**Work to complete**. Pick up the opinion piece on the Supreme Court and the Waqf Amendment Act hearings and carry it on past its final paragraph.

By Poonam Sharma
It was just a while ago — figuratively speaking — that the judiciary took off the black cloth from its eyes, the metaphorical blindfold symbolizing impartiality. But rather than vision ushering in wisdom, it has apparently ushered in selective blindness. The Supreme Court, hitherto hailed as the ultimate citadel of neutrality, is now beginning to resemble an institution that functions on a cultural void, detached from the nation’s pulse and ominously aligned with one side of the social divide.
The recent Waqf Amendment Act hearings in the Supreme Court have stripped off the final veneer of judicial impartiality. When people had to undergo decades of court struggle merely to establish that Bhagwan Ram was born in Ayodhya — in his own country, to boot — it’s depressing to observe how far the judiciary will go to guard Waqf claims over plots of land well known to everyone to be properties of the government. And worse, this judicial largesse is being bestowed upon those who do not always possess clear histories, doctored records, and a past that is not quite in sync with India’s civilizational ethos.
Where is the Hindu Board to balance out the Waqf Board? Why does the Supreme Court not query this imbalance? Why is the Hindu community consistently left to defend itself, when the interests of the Muslim community are protected by institutional mechanisms — and now even by the Supreme Court? Muslims Already got their land in Pakistan and Bangladesh .Why cant the British Legacy which they carry in the gowns understand this ?
Here, BJP MP Nishikant Dubey’s inflammatory but valid remark — “Shut down the Parliament if Supreme Court is going to decide everything” — was not a threat. It was an alarm. If elected lawmakers, representing millions, are to be second-guessed, overruled, or humiliated round the clock by an unelected, unaccountable, and increasingly ideological judiciary, then what is Parliament’s role in contemporary India, really?
Rather than supporting Dubey’s rightful grievances, BJP President JP Nadda opted for appeasement. He dissociated himself from Dubey, indirectly granting moral legitimacy to the very judiciary that has been operating as a colonial relic — an elite club of “clowns in gowns” continuing the tradition of Macaulay’s India. The question one should ask here is: Is Nadda cowering? Or is the BJP leadership now more concerned about appearance than about upholding the constitutional ethos and cultural justice?
The same Supreme Court that lectures state governors on giving assent to Bills within a “reasonable timeframe” is conspicuously silent when Hindu temples are encroached upon, when priests are attacked, or when children die in riots in Bengal. Speaking of Bengal — the same state where political violence and communal targeting of Hindus has become routine — has the judiciary ever taken suo moto cognizance? Where is the judicial outrage when mobs rampage on Ram Navami or Durga Puja?

**Record excerpts**.
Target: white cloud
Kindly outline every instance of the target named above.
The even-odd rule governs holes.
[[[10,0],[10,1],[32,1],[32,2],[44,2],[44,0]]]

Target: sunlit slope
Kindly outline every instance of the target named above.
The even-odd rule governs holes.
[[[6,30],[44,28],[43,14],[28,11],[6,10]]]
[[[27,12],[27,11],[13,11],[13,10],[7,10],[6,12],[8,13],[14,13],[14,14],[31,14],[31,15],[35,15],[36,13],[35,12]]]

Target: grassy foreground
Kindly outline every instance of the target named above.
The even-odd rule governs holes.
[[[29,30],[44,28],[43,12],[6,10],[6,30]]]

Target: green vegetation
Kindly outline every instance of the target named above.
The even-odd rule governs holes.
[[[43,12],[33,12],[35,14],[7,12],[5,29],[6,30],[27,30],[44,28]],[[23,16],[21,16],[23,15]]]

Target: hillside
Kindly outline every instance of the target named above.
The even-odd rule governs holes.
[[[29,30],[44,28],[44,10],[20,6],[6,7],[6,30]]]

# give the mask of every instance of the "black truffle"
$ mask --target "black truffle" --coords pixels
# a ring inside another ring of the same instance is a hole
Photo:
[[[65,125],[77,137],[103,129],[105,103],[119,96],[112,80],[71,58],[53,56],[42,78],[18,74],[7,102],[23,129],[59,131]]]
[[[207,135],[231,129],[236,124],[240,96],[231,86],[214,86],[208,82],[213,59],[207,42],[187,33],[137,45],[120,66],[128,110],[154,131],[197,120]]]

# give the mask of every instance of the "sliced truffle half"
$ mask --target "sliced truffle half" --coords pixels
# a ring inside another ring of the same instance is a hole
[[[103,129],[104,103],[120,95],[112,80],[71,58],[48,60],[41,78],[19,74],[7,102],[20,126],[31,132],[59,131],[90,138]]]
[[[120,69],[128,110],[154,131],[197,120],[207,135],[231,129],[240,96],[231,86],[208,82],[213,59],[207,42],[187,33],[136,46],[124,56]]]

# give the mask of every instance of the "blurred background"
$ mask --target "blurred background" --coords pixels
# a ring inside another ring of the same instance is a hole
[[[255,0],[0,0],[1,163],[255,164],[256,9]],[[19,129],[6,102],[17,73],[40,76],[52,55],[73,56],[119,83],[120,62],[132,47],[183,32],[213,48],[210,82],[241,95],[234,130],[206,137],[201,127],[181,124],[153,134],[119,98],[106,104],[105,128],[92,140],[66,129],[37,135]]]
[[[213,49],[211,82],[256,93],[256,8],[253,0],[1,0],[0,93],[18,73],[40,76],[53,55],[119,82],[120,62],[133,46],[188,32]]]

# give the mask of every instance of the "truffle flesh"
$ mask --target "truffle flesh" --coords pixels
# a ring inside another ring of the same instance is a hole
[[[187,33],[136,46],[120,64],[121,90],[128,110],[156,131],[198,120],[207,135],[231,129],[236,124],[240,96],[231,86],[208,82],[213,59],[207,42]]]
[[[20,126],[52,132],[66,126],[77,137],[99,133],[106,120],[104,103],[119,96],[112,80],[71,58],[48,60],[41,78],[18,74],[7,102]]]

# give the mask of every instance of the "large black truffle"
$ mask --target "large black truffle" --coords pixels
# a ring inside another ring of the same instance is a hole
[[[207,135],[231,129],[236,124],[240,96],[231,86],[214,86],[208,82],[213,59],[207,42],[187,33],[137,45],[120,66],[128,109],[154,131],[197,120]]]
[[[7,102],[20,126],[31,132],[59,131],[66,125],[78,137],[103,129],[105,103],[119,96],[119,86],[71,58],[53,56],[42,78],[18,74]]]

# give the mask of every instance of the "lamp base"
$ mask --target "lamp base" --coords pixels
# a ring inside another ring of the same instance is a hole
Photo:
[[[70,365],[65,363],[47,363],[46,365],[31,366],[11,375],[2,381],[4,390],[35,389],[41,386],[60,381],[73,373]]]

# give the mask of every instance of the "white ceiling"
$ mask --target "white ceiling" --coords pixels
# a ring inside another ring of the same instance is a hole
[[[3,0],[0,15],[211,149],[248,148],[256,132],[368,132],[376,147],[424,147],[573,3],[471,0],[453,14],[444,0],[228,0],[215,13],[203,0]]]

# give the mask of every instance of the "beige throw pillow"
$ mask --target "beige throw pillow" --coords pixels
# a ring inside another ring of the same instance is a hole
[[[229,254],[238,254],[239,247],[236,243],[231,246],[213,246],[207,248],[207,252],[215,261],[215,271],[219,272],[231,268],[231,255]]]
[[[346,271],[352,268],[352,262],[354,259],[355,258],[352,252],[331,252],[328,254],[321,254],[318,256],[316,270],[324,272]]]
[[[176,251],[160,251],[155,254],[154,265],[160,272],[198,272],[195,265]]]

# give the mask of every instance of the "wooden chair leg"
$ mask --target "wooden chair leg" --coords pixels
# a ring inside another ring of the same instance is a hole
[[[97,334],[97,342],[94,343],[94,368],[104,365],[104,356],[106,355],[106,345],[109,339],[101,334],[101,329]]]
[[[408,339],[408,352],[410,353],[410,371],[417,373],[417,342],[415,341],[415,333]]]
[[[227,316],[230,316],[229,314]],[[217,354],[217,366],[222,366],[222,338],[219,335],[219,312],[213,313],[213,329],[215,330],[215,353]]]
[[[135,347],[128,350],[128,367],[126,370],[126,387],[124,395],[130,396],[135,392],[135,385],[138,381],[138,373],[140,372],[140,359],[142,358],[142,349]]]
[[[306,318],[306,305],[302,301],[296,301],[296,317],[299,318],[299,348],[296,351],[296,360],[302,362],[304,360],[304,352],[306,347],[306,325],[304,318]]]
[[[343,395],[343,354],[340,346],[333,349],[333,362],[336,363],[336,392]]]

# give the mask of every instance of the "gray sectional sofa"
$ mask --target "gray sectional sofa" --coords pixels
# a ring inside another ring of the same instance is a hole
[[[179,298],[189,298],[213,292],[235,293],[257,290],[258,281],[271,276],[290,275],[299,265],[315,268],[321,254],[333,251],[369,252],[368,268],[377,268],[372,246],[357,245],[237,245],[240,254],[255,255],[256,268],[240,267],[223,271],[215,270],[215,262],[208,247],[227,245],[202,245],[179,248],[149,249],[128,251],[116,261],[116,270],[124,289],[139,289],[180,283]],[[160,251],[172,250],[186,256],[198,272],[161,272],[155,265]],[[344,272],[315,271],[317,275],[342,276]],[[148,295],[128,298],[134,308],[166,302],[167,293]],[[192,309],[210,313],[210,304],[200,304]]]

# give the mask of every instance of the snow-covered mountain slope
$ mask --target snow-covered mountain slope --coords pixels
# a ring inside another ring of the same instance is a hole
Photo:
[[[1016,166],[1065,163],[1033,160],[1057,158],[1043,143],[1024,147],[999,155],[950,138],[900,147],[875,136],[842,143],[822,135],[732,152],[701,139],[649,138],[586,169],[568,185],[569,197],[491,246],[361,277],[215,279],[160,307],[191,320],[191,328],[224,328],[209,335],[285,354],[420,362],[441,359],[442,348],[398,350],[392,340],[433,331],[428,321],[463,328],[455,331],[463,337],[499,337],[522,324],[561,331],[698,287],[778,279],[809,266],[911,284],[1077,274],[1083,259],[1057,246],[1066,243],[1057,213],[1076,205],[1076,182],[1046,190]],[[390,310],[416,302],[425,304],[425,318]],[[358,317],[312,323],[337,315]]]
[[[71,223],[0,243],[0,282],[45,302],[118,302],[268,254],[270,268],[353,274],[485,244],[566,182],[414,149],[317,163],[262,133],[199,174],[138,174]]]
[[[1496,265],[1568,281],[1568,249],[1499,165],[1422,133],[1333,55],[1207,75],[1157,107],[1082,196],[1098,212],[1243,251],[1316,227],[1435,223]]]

**Exercise result**.
Instead, the court prefers to moralize over the participation of non-Muslims in Waqf Boards — and then joins the petitioners in questioning it. How is that not a cry of institutional partiality?
The Indian judiciary today is heading down the perilous slope of unitary authoritarianism — hardly different from either Pakistan or Bangladesh, where either the courts serve the establishment or are openly biased. This incremental encroachment of ideology shrouded in legalese is what’s making the judiciary a player instead of a referee on the court — and not an unbiased one at that.
There is something grotesquely melodramatic in courts deploying Article 142 — a constitutional “nuclear button” — to step into policy issues, and ignoring the systemic injustices perpetrated on the majority. This is not justice. This is agenda-setting masquerading as jurisprudence.
Vice President Jagdeep Dhankhar correctly equated Article 142 to a nuclear missile that can destroy democratic institutions. And he isn’t wrong. The excess and abuse of judicial power isn’t a theory anymore. It is present. It is palpable. And it is ominous.
Under such a climate, to denounce judicial activism is not merely a political imperative — it is a civilizational imperative. The judiciary’s role is to interpret laws, not establish a parallel moral code that supersedes the legislature. If courts start acting like de facto legislators, then democracy has already been watered down.
Let us make no mistake — JP Nadda’s desertion of Nishikant Dubey is political cowardice only. It is a affront to the millions of Indians who are realizing the selective activism of the judiciary. If the BJP cannot support one of their own who has the temerity to utter inconvenient truths, what does it tell the rest of the country?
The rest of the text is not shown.